* What the task requires:
From the line bearing "Phrase -- red logo sign" down to the final line of the records below, give every line again exactly and add nothing.

BEGIN Records shown

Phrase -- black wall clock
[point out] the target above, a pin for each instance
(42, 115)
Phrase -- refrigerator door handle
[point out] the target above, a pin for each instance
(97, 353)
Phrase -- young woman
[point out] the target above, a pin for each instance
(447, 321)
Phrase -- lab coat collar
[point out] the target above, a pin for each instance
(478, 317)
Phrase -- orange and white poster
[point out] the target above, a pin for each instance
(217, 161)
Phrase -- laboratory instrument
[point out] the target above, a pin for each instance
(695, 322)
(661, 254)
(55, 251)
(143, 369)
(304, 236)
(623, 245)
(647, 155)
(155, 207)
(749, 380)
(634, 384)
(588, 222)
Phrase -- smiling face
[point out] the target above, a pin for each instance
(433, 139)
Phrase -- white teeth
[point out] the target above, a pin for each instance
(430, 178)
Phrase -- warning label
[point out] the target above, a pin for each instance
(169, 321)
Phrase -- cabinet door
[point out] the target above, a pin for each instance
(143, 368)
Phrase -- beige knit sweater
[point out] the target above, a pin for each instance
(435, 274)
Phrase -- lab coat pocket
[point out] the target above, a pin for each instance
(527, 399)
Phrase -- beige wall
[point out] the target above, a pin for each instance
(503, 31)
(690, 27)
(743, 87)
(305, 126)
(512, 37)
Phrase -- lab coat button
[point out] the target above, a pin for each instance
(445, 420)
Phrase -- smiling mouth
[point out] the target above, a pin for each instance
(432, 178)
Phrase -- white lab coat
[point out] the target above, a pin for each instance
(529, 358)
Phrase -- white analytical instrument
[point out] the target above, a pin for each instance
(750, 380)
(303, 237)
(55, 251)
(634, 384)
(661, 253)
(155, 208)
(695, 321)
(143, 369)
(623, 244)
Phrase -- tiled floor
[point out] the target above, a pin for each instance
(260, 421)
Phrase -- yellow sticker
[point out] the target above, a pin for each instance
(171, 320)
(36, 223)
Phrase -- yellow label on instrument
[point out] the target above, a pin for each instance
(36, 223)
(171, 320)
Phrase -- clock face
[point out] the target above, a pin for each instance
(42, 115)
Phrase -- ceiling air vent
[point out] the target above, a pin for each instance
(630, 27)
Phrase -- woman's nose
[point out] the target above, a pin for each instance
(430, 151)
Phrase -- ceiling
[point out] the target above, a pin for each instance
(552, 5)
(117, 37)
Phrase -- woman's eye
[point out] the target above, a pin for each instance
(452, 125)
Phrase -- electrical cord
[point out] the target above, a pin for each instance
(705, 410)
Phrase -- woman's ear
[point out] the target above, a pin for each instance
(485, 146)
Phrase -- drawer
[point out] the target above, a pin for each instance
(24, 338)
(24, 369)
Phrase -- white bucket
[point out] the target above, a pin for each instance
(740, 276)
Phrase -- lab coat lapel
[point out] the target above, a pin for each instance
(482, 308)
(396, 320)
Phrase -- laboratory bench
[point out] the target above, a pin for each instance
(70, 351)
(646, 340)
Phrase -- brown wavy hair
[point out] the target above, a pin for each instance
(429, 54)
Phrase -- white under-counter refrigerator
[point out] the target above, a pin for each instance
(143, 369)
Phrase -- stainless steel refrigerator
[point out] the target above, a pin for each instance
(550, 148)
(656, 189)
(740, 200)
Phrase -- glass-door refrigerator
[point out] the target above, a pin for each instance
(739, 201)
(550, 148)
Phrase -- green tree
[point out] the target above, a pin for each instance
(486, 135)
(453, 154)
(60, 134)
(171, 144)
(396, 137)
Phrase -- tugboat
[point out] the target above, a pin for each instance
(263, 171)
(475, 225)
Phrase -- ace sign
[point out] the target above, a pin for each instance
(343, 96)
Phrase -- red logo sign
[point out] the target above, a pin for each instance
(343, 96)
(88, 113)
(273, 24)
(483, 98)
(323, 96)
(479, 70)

END Records shown

* Your response:
Phrase -- red logo sign
[point out] the target above, a pin for each instance
(343, 96)
(88, 113)
(273, 24)
(483, 98)
(323, 96)
(479, 70)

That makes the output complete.